## Problem requirements
Return the records exactly, keeping every line as it is.

## Input records
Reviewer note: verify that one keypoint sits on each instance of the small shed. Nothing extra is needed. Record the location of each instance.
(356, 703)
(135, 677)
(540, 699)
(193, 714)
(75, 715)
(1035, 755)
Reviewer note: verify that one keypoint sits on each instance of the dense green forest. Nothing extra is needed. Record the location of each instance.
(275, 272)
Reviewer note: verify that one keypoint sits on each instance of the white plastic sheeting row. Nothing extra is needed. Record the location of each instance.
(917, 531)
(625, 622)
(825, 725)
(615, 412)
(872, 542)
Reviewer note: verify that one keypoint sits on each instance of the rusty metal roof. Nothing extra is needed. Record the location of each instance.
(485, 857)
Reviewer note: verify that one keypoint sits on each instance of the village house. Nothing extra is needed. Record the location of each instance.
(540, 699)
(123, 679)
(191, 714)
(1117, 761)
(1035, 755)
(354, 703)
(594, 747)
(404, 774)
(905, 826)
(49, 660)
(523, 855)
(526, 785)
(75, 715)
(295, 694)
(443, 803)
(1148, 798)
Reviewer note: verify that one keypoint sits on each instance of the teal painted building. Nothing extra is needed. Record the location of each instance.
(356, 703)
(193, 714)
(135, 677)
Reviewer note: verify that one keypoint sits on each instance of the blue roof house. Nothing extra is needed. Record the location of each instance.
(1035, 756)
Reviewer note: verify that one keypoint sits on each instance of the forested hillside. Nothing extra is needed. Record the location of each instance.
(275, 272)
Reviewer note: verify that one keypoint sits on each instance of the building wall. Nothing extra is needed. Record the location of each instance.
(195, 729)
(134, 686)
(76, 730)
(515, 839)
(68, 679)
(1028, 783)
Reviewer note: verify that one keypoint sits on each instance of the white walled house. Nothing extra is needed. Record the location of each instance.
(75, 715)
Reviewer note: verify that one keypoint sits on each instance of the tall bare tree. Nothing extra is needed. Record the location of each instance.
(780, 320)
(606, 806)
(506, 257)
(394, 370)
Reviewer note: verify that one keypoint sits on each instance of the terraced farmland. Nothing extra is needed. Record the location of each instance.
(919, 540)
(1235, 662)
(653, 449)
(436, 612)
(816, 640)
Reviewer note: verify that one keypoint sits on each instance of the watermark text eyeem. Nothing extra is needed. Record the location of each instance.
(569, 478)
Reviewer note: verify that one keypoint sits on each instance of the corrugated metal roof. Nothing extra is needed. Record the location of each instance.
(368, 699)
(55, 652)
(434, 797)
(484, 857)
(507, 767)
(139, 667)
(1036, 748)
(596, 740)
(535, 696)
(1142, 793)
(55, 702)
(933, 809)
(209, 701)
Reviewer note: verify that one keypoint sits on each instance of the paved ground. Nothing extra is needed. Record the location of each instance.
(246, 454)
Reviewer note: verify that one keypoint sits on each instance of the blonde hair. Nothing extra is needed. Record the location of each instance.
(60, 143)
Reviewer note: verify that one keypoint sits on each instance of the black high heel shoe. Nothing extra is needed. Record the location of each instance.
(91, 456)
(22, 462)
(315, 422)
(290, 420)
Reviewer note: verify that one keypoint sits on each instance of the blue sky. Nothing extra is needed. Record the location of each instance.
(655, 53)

## Exercise response
Reviewer note: verify that one keypoint sits on each instance of the small shed. Nothing extra is needed. Record the location of each instance.
(356, 703)
(135, 677)
(540, 699)
(193, 714)
(75, 715)
(1035, 755)
Reviewer note: verify that one keypoint sits on each instance of the dense green forest. Nothing extra is needed. Record the location of each instance.
(275, 272)
Reviewer note: verify that one keypoint sits on each instance of the white plastic sheeting row. Nothing extra is needed. Record the location of each instance.
(917, 531)
(625, 622)
(825, 725)
(615, 412)
(872, 542)
Reviewer note: verify that one keypoint sits on each instance of the rusty metal roof. Nothing extra is needed. Record the location of each instance.
(485, 857)
Reviewer note: verify that one keypoint sits on each instance of the village house. Nothing extra is needed. Record the location of each instance.
(540, 699)
(123, 679)
(191, 714)
(1117, 761)
(1035, 755)
(354, 703)
(594, 747)
(404, 774)
(905, 826)
(49, 660)
(523, 855)
(526, 785)
(75, 715)
(295, 694)
(443, 803)
(1148, 798)
Reviewer note: verify that one keypoint sits on each instance of the teal painted building. Nothing extra is needed. Record the location of each instance.
(356, 703)
(193, 714)
(135, 677)
Reviewer note: verify that one keypoint sits on each instance of the blue roof house. Nothing extra is needed. Record the location of each instance.
(1035, 756)
Reviewer note: verify that one keypoint sits on each instance of the forested hillside. Nothing extra is needed. Record the location of each instance.
(275, 272)
Reviewer note: verify that one keypoint sits on each instance of the building wall. Nothing extra is needed. Record the location of each instance.
(195, 729)
(134, 686)
(76, 730)
(515, 839)
(68, 679)
(1028, 783)
Reviewer note: verify that one keypoint sits on each instance of the white walled house. Nothing extra is needed. Record the location of each instance.
(75, 715)
Reviewer note: verify that one keypoint sits on each instance of the tall bare tree. Nothing extra is needed. Record the location of each instance.
(780, 320)
(606, 806)
(506, 257)
(394, 370)
Reviewer note: verify that one keypoint sits on each instance of the terraced farmland. Nothing extra is needed. Record the location of each instance.
(919, 540)
(1235, 662)
(653, 449)
(436, 612)
(816, 640)
Reviewer note: verify that one keypoint sits on each instance of the watermark text eyeem. Nothing extra is needed. Record the location of each instance.
(569, 478)
Reviewer note: verify that one keypoint sits on each instance of the corrugated metal roof. Nothing extra is needed. Record the location of each instance.
(368, 699)
(55, 652)
(434, 797)
(484, 857)
(507, 767)
(139, 667)
(1036, 748)
(596, 740)
(535, 696)
(1142, 793)
(55, 702)
(933, 809)
(209, 701)
Reviewer note: verify that one keypoint sits on each instance of the paved ground. Nothing extra is needed. Record the location of each instance.
(246, 454)
Reviewer note: verify that one keypoint sits on each instance of the blonde hair. Nothing extra is needed. Record the location of each instance.
(60, 143)
Reviewer note: verify that one keypoint sits on each instance of the black high heel shoe. Nothing extra is needed. Record the location of each instance.
(91, 456)
(22, 462)
(315, 422)
(290, 420)
Reviewer note: verify that one keypoint sits on each instance of the blue sky. Nothing extra is needed. Record the location of each instance.
(655, 53)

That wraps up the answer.